Material:
□ □ □ □ □ □ □
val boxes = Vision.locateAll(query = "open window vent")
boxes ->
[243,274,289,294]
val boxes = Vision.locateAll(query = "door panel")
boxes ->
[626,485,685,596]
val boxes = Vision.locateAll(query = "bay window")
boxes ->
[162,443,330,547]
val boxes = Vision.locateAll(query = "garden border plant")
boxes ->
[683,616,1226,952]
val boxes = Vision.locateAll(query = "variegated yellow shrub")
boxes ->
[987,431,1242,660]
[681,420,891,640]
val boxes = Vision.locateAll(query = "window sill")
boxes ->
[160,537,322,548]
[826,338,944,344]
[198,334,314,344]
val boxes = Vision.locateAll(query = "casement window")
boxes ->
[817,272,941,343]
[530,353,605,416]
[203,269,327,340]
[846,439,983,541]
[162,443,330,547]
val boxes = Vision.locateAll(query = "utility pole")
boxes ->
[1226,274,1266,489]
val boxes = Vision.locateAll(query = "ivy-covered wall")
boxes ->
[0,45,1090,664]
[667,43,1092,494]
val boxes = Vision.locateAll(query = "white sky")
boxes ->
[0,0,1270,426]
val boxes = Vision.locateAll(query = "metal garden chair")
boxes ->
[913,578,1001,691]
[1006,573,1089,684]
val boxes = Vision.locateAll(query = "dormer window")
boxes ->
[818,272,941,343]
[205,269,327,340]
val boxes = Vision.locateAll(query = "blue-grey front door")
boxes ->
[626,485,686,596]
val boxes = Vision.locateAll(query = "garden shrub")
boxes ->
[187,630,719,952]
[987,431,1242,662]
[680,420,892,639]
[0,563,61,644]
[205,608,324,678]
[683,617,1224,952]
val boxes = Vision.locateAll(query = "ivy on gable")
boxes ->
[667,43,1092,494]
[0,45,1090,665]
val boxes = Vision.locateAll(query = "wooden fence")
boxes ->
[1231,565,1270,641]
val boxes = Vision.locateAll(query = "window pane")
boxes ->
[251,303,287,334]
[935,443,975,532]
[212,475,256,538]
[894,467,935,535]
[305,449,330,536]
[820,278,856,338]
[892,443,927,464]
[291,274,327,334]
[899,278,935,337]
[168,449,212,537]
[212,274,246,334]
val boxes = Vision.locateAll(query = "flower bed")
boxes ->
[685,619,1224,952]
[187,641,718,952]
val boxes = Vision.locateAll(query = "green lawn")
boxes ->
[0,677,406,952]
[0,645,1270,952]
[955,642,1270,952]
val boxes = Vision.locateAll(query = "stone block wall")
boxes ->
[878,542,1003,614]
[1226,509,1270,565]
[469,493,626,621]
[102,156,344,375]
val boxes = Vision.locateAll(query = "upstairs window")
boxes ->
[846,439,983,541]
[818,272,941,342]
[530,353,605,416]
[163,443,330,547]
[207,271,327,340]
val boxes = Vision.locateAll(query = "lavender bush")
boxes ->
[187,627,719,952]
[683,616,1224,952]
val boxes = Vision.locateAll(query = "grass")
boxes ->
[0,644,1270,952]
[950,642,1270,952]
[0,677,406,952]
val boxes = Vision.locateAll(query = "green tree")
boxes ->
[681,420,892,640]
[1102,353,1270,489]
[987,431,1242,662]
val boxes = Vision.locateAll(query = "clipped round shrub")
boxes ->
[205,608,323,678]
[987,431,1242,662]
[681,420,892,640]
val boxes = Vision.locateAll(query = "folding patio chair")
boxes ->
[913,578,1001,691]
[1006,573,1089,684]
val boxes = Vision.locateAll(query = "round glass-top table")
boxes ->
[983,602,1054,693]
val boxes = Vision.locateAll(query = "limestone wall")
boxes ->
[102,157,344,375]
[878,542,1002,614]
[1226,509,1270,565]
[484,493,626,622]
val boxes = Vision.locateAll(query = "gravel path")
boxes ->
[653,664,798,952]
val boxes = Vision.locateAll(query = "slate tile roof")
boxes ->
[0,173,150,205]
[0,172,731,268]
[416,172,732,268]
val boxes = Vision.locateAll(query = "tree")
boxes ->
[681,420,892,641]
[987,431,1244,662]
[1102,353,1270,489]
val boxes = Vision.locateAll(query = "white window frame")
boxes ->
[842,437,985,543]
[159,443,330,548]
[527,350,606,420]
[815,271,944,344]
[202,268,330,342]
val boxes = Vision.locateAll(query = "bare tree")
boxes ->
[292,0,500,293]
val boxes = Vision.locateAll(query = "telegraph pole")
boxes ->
□ □ □ □ □ □ □
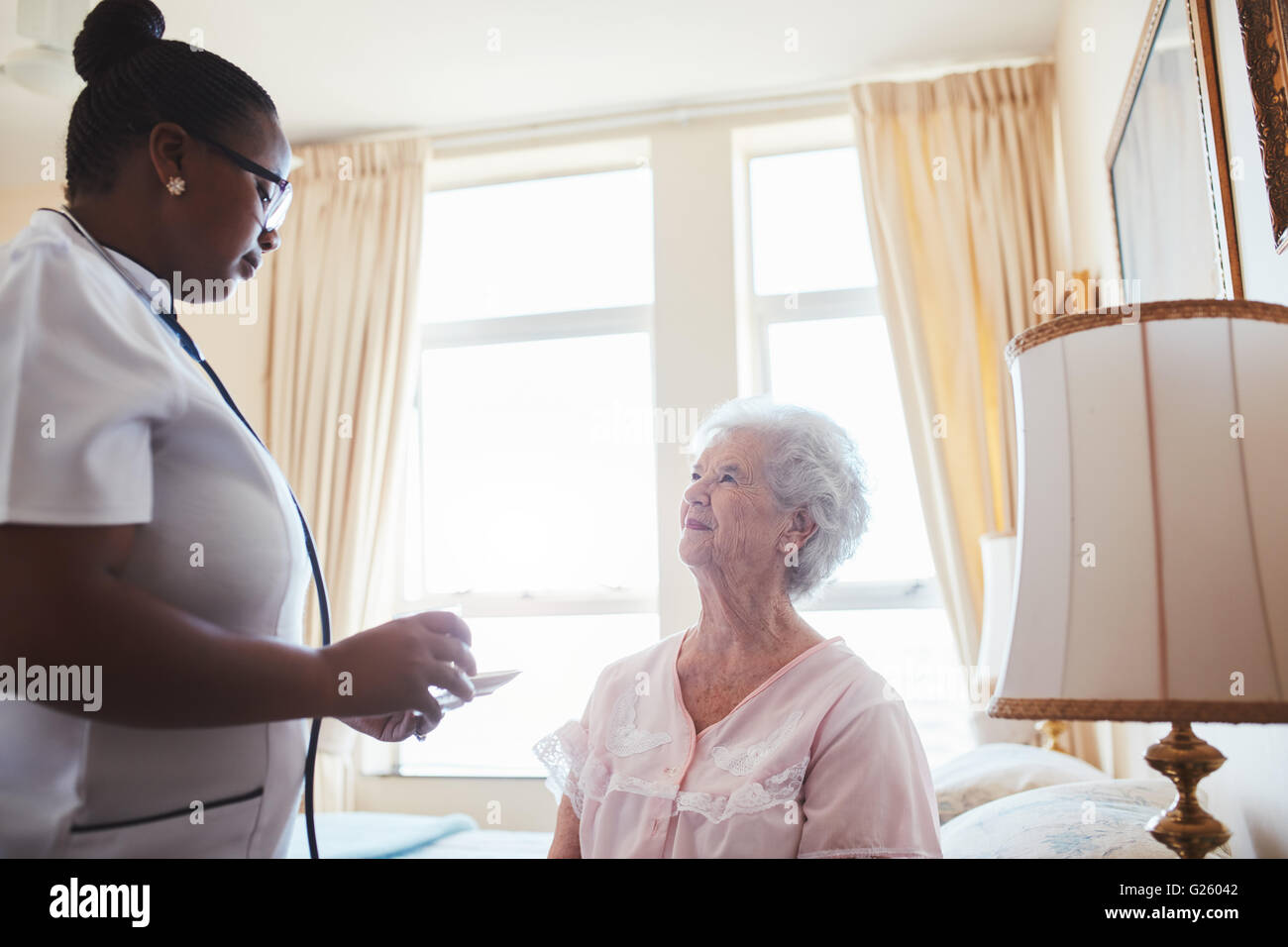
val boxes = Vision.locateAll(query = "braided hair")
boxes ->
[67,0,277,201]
□ □ □ □ □ □ □
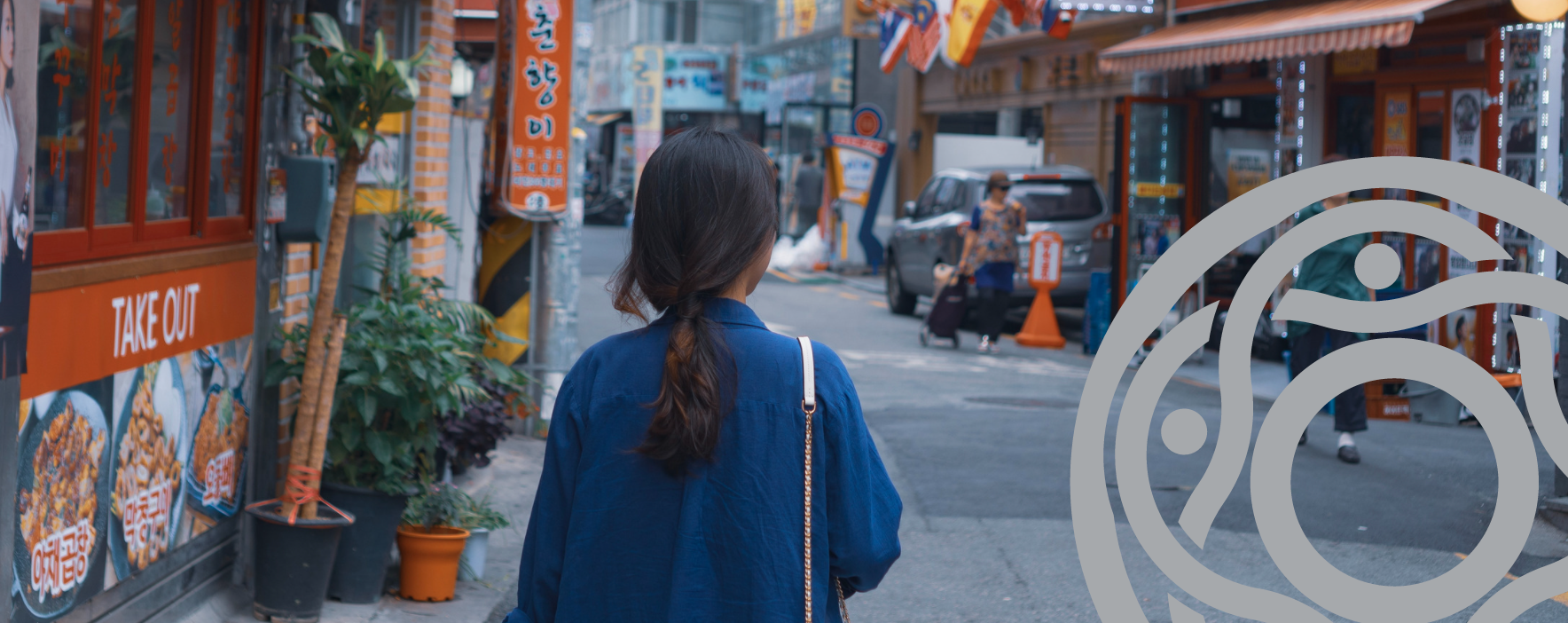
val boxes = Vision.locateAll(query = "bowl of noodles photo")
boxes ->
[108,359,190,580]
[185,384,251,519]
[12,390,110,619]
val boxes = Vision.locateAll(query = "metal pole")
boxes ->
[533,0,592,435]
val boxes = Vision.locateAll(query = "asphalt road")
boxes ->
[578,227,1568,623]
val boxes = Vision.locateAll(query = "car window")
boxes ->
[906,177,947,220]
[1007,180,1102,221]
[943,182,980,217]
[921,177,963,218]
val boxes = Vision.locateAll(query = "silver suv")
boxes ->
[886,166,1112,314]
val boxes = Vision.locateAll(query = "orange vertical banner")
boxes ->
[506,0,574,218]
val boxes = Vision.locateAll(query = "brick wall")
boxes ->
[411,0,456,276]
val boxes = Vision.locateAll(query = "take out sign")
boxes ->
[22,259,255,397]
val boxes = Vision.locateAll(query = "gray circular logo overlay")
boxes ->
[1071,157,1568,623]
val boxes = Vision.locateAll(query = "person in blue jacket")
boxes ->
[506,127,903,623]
□ □ □ □ □ □ □
Instruções a seguir:
Retorne todas as linhas do material acima que contêm a palavra "green". Maiúsculas e minúsculas devem ser diferenciadas.

Resposta:
val boxes = Vision.locateAll(query = "green lawn")
val boxes = Vision.locateAll(query = "green tree")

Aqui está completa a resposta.